Start of GIVEN DATA
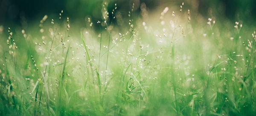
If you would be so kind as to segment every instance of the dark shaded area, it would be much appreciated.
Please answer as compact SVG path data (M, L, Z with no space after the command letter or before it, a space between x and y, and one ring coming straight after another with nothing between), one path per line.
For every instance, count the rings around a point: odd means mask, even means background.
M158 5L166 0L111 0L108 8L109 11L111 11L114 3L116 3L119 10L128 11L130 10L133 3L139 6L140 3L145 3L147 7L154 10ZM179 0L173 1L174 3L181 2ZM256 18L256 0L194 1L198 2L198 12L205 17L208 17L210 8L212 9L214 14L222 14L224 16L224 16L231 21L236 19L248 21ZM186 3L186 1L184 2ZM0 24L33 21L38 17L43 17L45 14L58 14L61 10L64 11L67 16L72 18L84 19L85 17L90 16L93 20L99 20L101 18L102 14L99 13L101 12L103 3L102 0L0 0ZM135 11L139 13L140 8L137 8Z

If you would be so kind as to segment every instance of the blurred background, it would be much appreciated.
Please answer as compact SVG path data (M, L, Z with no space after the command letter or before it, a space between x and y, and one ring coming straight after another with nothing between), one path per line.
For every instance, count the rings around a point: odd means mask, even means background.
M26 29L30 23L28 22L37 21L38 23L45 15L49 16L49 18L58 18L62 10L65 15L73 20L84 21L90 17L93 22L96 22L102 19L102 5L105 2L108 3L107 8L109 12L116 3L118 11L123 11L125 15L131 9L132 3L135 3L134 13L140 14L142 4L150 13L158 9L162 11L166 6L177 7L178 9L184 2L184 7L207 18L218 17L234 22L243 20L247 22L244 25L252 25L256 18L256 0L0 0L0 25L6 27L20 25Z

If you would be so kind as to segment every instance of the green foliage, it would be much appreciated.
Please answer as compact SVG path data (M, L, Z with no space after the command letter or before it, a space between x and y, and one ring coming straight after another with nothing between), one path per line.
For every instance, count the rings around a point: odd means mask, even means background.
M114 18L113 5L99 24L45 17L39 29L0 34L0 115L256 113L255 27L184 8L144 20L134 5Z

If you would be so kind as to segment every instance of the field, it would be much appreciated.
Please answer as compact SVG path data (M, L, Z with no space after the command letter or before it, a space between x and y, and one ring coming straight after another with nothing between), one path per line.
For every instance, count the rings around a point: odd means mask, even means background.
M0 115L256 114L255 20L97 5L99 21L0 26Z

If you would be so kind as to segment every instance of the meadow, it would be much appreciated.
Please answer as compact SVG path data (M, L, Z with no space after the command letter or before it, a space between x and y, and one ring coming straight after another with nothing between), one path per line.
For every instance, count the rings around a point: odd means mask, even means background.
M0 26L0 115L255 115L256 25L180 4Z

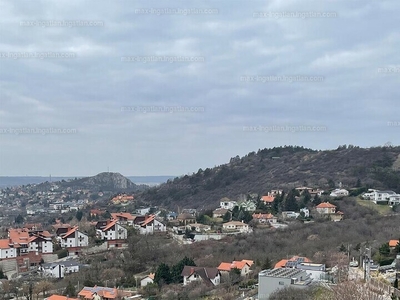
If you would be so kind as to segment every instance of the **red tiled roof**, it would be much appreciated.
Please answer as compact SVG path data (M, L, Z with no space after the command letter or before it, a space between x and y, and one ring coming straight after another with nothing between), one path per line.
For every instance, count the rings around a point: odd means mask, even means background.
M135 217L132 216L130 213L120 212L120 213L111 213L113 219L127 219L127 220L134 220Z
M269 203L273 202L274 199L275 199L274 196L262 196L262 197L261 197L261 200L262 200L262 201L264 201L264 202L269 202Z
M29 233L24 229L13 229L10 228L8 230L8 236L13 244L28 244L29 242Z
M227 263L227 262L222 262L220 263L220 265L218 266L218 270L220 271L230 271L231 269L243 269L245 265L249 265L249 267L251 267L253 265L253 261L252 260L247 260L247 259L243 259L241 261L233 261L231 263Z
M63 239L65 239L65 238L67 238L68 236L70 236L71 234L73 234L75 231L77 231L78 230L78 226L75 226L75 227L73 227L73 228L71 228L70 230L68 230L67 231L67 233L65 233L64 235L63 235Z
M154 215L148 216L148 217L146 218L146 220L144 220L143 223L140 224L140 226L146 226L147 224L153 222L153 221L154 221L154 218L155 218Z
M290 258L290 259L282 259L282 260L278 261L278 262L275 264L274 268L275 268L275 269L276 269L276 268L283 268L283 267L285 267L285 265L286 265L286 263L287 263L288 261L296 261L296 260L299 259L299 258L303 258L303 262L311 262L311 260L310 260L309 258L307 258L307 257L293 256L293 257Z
End of GIVEN DATA
Write out every line of the data above as a numbered list, leaving out blank lines and the picture lines.

1. If you would be so kind as to segment every instance of the dark shaded area, it would be much appreciated.
2. Please answer as compact SVG path data (M, L, Z with no space after the command letter or before it, a space between x and y, and one ring coming straight after another with nothing between), one path per line.
3. For every instance, count the rings around a point: odd means mask, even means background.
4. M158 5L166 0L111 0L108 8L109 11L111 11L114 3L116 3L119 10L128 11L130 10L133 3L139 6L140 3L145 3L147 7L154 10ZM179 0L173 1L174 3L181 2ZM256 18L256 0L194 1L198 2L198 12L205 17L208 17L210 8L212 9L214 14L222 14L224 16L224 16L231 21L236 19L248 21ZM186 3L186 1L184 2ZM0 24L33 21L38 17L43 17L45 14L58 14L61 10L64 11L67 16L72 18L84 19L85 17L90 16L93 20L99 20L101 18L102 14L99 13L101 12L103 3L102 0L0 0ZM135 11L139 13L140 8L137 8Z
5. If you would be so kind as to segment every instance of the blurred background, it would be much appreciated.
6. Please answer as compact SVG path data (M, L, Z with no space after the command letter or before it, a space between x and y, and one ring coming straight after another with nothing between), one path per line.
7. For every instance, count the rings around a point: odd means mask, even means background.
8. M26 29L30 23L28 22L37 21L38 23L45 15L49 16L49 18L58 18L62 10L65 15L73 20L84 21L90 17L93 22L96 22L102 19L102 5L105 2L108 3L107 8L109 12L116 3L118 11L123 11L125 15L131 9L132 3L135 3L134 13L140 14L142 4L150 13L158 9L162 11L166 6L177 7L178 9L184 2L184 7L207 18L218 17L234 22L243 20L247 22L244 25L252 25L256 18L256 0L0 0L0 25L6 27L20 25Z
9. If you would be so kind as to segment every instance of the green foliage, it would be much appreciated.
10. Please answer as compact SVG path data (M, L, Z with no space after the command letter or before it, a space between x and y, and one ring coming straight after another with nothing between), one path per line.
11. For every instance, count the rings around a point: odd means mask, even means background.
12. M114 18L113 5L99 24L45 17L39 29L0 34L0 115L256 113L255 27L184 8L144 20L134 5Z
13. If you would be so kind as to segment every instance of the field, it would be much appreciated.
14. Please answer as compact SVG path data (M, L, Z with no space after the command letter or before it, a space between x and y, and one ring coming straight after another with nothing between), one path per line.
15. For every instance, count the rings around a point: odd means mask, even means background.
16. M0 115L256 114L255 20L97 5L99 21L0 26Z
17. If you would be so kind as to segment every instance of the meadow, it would be much appreciated.
18. Please answer as compact SVG path data (M, L, Z with no space after the command letter or before it, a space between x and y, and one ring coming straight after another with nothing between), one path per line.
19. For every instance, count the rings around a point: odd means mask, even means background.
20. M0 26L0 115L255 115L256 25L180 4Z
21. If you would be so kind as to segment every instance of the **red tiled roof**, it would be much appreciated.
22. Please answer as compact SVG path data (M, L, Z with no space after the command letter or before it, a space between x and y, and one ring coming straight after another with nothing between), one path per line.
23. For every instance, count the rings around a point: odd means mask, even means background.
24. M135 217L132 216L130 213L120 212L120 213L111 213L113 219L127 219L127 220L134 220Z
25. M269 203L273 202L274 199L275 199L274 196L262 196L262 197L261 197L261 200L262 200L262 201L264 201L264 202L269 202Z
26. M29 233L24 229L13 229L10 228L8 230L8 236L13 244L28 244L29 242Z
27. M227 263L227 262L222 262L220 263L220 265L218 266L218 270L220 271L230 271L231 269L243 269L245 265L249 265L249 267L251 267L253 265L253 261L252 260L247 260L247 259L243 259L241 261L233 261L231 263Z
28. M63 239L65 239L65 238L67 238L68 236L70 236L71 234L73 234L75 231L77 231L78 230L78 226L75 226L75 227L73 227L73 228L71 228L70 230L68 230L67 231L67 233L65 233L64 235L63 235Z
29. M154 215L148 216L148 217L146 218L146 220L144 220L143 223L140 224L140 226L146 226L147 224L153 222L153 221L154 221L154 218L155 218Z
30. M290 258L290 259L282 259L282 260L278 261L278 262L275 264L274 268L275 268L275 269L276 269L276 268L283 268L283 267L285 267L285 265L286 265L286 263L287 263L288 261L296 261L296 260L299 259L299 258L303 258L303 262L311 262L311 260L310 260L309 258L307 258L307 257L293 256L293 257Z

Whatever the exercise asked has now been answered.